▶ _AIM OF THE TASK_
Return, line for line and unchanged, the part of the data that runs from its start through the line containing "Each instance of the overcast", including both ends but leaving out the pictures.

* start STORED ROWS *

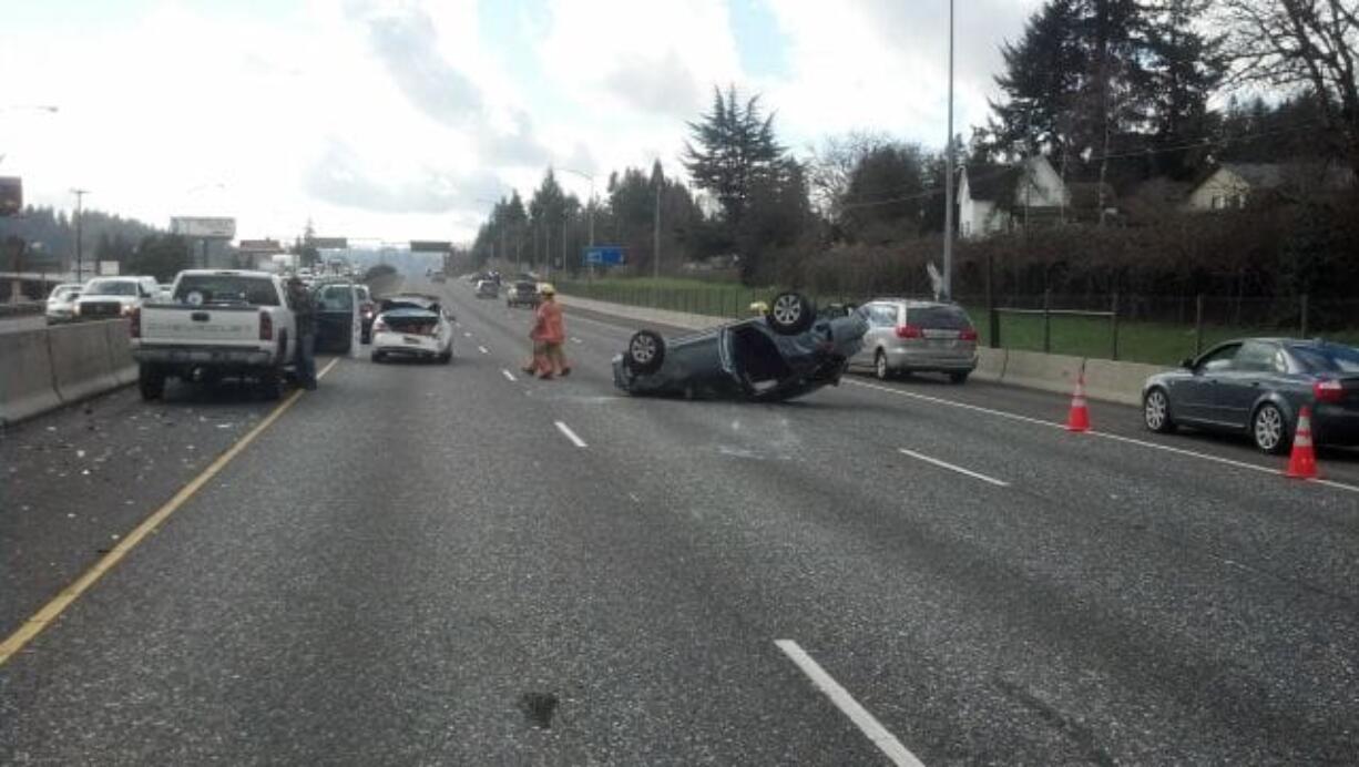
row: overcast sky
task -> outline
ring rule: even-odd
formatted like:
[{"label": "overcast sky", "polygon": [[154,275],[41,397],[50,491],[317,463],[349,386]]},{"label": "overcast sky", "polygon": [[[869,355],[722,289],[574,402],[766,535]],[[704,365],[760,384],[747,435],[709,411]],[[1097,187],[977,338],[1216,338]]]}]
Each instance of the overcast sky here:
[{"label": "overcast sky", "polygon": [[[958,131],[1038,0],[957,0]],[[784,144],[945,136],[947,0],[0,0],[0,175],[241,237],[458,239],[553,165],[659,158],[735,83]],[[49,114],[26,105],[56,105]],[[584,197],[588,182],[561,174]]]}]

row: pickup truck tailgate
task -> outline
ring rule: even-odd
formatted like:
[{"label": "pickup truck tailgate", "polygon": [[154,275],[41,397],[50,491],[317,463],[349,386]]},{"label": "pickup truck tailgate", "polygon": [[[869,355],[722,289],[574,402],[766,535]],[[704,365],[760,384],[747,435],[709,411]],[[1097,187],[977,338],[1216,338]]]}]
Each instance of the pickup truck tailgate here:
[{"label": "pickup truck tailgate", "polygon": [[141,309],[143,345],[260,345],[260,309],[254,306],[147,305]]}]

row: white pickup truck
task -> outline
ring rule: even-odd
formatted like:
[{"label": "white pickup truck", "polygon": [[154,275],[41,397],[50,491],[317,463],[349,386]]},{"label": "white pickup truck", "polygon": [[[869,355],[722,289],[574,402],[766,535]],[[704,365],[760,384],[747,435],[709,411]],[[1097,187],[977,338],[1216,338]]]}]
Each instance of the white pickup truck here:
[{"label": "white pickup truck", "polygon": [[130,320],[144,400],[160,398],[167,378],[245,377],[254,378],[269,398],[283,394],[298,333],[277,275],[183,271],[169,301],[148,302]]}]

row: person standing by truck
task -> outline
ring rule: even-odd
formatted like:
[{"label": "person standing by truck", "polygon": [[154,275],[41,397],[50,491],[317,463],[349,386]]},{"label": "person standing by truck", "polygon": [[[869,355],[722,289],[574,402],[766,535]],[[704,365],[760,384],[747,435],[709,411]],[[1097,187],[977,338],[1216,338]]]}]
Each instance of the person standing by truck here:
[{"label": "person standing by truck", "polygon": [[317,390],[317,303],[302,277],[288,280],[288,306],[298,322],[298,384]]}]

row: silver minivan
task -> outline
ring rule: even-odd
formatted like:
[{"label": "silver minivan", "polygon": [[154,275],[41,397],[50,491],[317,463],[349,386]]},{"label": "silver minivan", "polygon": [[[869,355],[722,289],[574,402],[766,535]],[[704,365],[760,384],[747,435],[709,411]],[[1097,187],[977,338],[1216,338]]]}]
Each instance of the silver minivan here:
[{"label": "silver minivan", "polygon": [[902,373],[943,373],[962,384],[977,367],[977,330],[957,303],[882,298],[863,305],[868,333],[849,360],[886,381]]}]

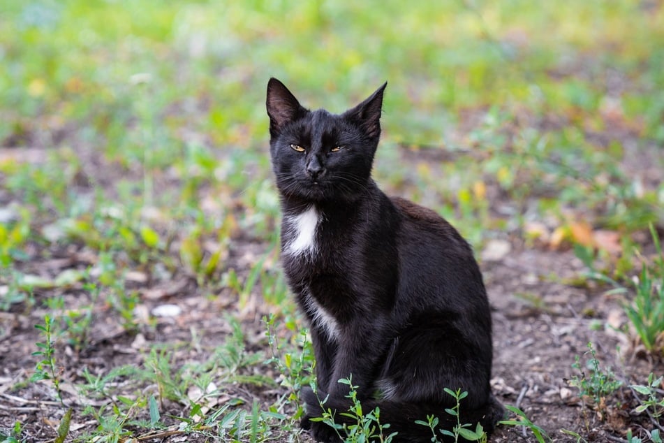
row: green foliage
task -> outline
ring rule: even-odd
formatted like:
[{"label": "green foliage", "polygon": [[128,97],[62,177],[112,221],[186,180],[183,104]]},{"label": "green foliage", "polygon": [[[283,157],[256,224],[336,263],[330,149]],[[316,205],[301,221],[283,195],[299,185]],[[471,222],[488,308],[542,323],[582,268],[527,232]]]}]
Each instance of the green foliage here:
[{"label": "green foliage", "polygon": [[0,443],[20,443],[22,441],[20,440],[22,431],[21,422],[16,421],[14,423],[14,427],[8,430],[7,434],[5,434],[4,432],[0,432]]},{"label": "green foliage", "polygon": [[[640,273],[625,283],[598,270],[593,263],[594,257],[588,248],[577,247],[575,252],[589,269],[586,276],[612,286],[610,293],[627,294],[630,289],[633,290],[633,298],[626,301],[623,309],[630,326],[646,350],[661,357],[664,356],[664,253],[654,225],[651,224],[649,228],[655,256],[649,264],[642,257]],[[641,256],[638,250],[635,250],[633,254]],[[631,331],[628,328],[626,332]]]},{"label": "green foliage", "polygon": [[35,372],[30,377],[31,382],[41,380],[51,380],[57,393],[58,400],[64,406],[62,393],[60,391],[60,368],[55,358],[55,342],[52,337],[53,320],[47,314],[44,316],[44,324],[35,325],[35,328],[43,333],[43,342],[35,343],[38,351],[32,353],[33,356],[40,357],[41,360],[35,365]]},{"label": "green foliage", "polygon": [[664,254],[652,225],[650,231],[657,257],[651,268],[642,266],[633,280],[634,299],[624,308],[646,349],[664,356]]},{"label": "green foliage", "polygon": [[623,382],[616,378],[610,368],[600,368],[592,343],[588,343],[588,349],[584,355],[589,354],[590,358],[584,364],[579,356],[576,356],[572,368],[580,374],[573,375],[569,384],[579,389],[582,398],[590,398],[594,405],[603,407],[604,400],[620,388]]},{"label": "green foliage", "polygon": [[647,411],[656,421],[658,421],[659,418],[664,415],[664,396],[662,396],[658,391],[662,386],[663,378],[664,377],[660,376],[656,379],[651,372],[648,375],[647,384],[630,385],[630,388],[642,395],[648,396],[647,400],[641,400],[641,405],[635,409],[637,414]]},{"label": "green foliage", "polygon": [[455,442],[458,442],[459,437],[461,437],[469,442],[482,442],[485,443],[487,441],[487,434],[484,432],[482,425],[480,425],[479,423],[477,423],[475,426],[475,429],[473,430],[471,424],[461,423],[461,417],[459,416],[461,400],[468,395],[468,392],[465,391],[462,391],[461,389],[452,391],[449,388],[444,388],[444,390],[445,393],[454,397],[456,402],[456,405],[453,407],[447,408],[445,409],[445,412],[454,417],[456,417],[457,419],[457,424],[455,425],[455,427],[452,429],[452,430],[448,429],[438,429],[438,423],[439,419],[438,417],[433,415],[427,416],[427,421],[424,421],[422,420],[415,420],[415,423],[427,426],[431,429],[432,434],[431,441],[434,443],[437,443],[439,442],[438,440],[438,435],[436,433],[436,430],[443,435],[453,437],[455,439]]},{"label": "green foliage", "polygon": [[553,440],[551,440],[551,437],[549,437],[549,435],[543,429],[533,423],[530,419],[528,418],[525,412],[519,409],[518,407],[512,406],[510,405],[506,405],[505,407],[515,414],[517,416],[517,419],[502,420],[499,422],[500,424],[508,426],[524,426],[525,428],[529,429],[531,433],[533,433],[533,435],[535,435],[535,438],[537,439],[537,441],[539,443],[553,442]]},{"label": "green foliage", "polygon": [[[325,409],[325,399],[319,399],[323,409],[320,417],[310,419],[311,421],[320,421],[325,423],[337,431],[337,435],[344,443],[363,443],[364,442],[380,442],[390,443],[397,435],[397,433],[388,434],[389,423],[381,423],[381,409],[376,409],[365,412],[362,410],[362,403],[357,398],[357,388],[352,382],[352,375],[347,379],[341,379],[339,383],[348,386],[346,398],[351,400],[351,406],[340,415],[351,419],[351,424],[338,423],[335,421],[334,414],[331,409]],[[311,382],[311,388],[316,391],[316,384]]]},{"label": "green foliage", "polygon": [[[84,354],[98,314],[109,327],[150,335],[154,324],[136,312],[145,288],[131,272],[151,284],[184,275],[195,295],[223,294],[240,307],[265,300],[279,312],[267,321],[276,381],[230,316],[229,337],[203,361],[183,363],[169,354],[177,345],[155,345],[133,369],[76,368],[84,381],[73,383],[96,400],[89,440],[128,439],[168,420],[211,440],[299,432],[289,417],[302,414],[296,393],[313,356],[276,263],[279,201],[262,107],[270,75],[333,112],[389,80],[377,181],[435,208],[476,248],[529,219],[563,223],[570,210],[626,239],[663,219],[664,187],[644,186],[624,164],[653,157],[648,146],[664,140],[662,27],[647,7],[404,4],[2,3],[0,310],[47,312],[34,379],[50,380],[60,395],[63,374],[75,371],[62,370],[56,344]],[[623,79],[617,93],[612,77]],[[263,250],[239,265],[248,244]],[[625,311],[660,355],[664,266],[646,263],[633,283],[642,256],[632,246],[624,243],[614,273],[597,275],[635,293]],[[64,252],[90,257],[88,268],[34,270]],[[75,305],[72,294],[81,296]],[[292,337],[274,332],[281,321]],[[209,407],[208,396],[233,384],[284,392],[273,404],[234,398]],[[192,386],[200,398],[189,397]],[[166,400],[184,405],[179,416],[160,414]],[[378,416],[364,414],[353,429],[378,429]]]}]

* end STORED ROWS *

▶ _RESULT FOR THIS EXERCISE_
row: overcast sky
task -> outline
ring rule: even-odd
formatted like:
[{"label": "overcast sky", "polygon": [[154,275],[41,397],[50,491],[317,463],[349,386]]},{"label": "overcast sky", "polygon": [[[869,355],[722,289],[574,402],[766,535]],[[704,365],[760,384],[747,435],[709,411]],[[1097,187],[977,338],[1216,338]]]}]
Each instance of the overcast sky here:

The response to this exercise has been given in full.